◆ **Text shown**
"""

Ultimate Guide to Data Lineage Directly in Snowflake

In the world of data-driven organizations, understanding the origin, movement, and transformations of data is paramount. Data lineage plays a crucial role in providing transparency, ensuring data integrity, and enabling informed decision-making.

While traditional methods of tracking data lineage often involve manual documentation and complex processes, the Snowflake Data Cloud offers a powerful and streamlined solution. With its built-in data lineage capabilities, Snowflake allows organizations to directly capture, visualize, and analyze data lineage within its cloud-native environment.

In this blog, we will explore achieving data lineage information directly in Snowflake, exploring its key features and advantages, and how it empowers organizations to gain comprehensive visibility into their data ecosystem.

What is Data Lineage?

Data lineage refers to the ability to trace the origin, movement, and transformation of data throughout its lifecycle. It involves understanding the path of data from its source systems, through various processes and transformations, to its final destination. Data lineage provides a detailed understanding of how data is generated, captured, modified, and utilized.

Data lineage is essential for several reasons:

Data Governance – Data lineage enables organizations to track data usage, ensure compliance with regulations, and understand the impact of data changes.

Data Integrity and Trust – Data lineage helps identify potential data quality issues, troubleshoot data discrepancies, and ensure data integrity.

Impact Analysis – When changes occur in data sources, schemas, or transformations, data lineage helps assess the potential impact on downstream systems, reports, or analytics.

Regulatory Compliance – Many regulations, such as GDPR, HIPAA, and SOX, require organizations to have visibility into data movement, processing, and access. Data lineage helps organizations demonstrate compliance by providing an audit trail of data activities.

Data Lifecycle Management – Data lineage assists in managing the lifecycle of data assets. It helps organizations identify unused or redundant data, optimize data storage, and make informed decisions regarding data retention and archiving.

Traditional Approaches to Data Lineage

Acquiring data lineage can be a difficult task. Traditional methods for tracking data lineage typically involve manual documentation and reliance on stakeholders’ knowledge. This would include reading documentation created by stakeholders, database schema and ETL documentation, interviewing stakeholders for further information, or manually tracing a piece of data from source to destination.

"""

◆ **Data provided**

"""

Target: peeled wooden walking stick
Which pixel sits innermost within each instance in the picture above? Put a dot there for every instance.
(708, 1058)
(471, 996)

"""

◆ **What needs to be done**
Which regulations does the data lineage guide name as requiring organizations to have visibility into data movement, processing, and access? The data has no role in this exercise.

◆ **Task response**
GDPR, HIPAA, and SOX.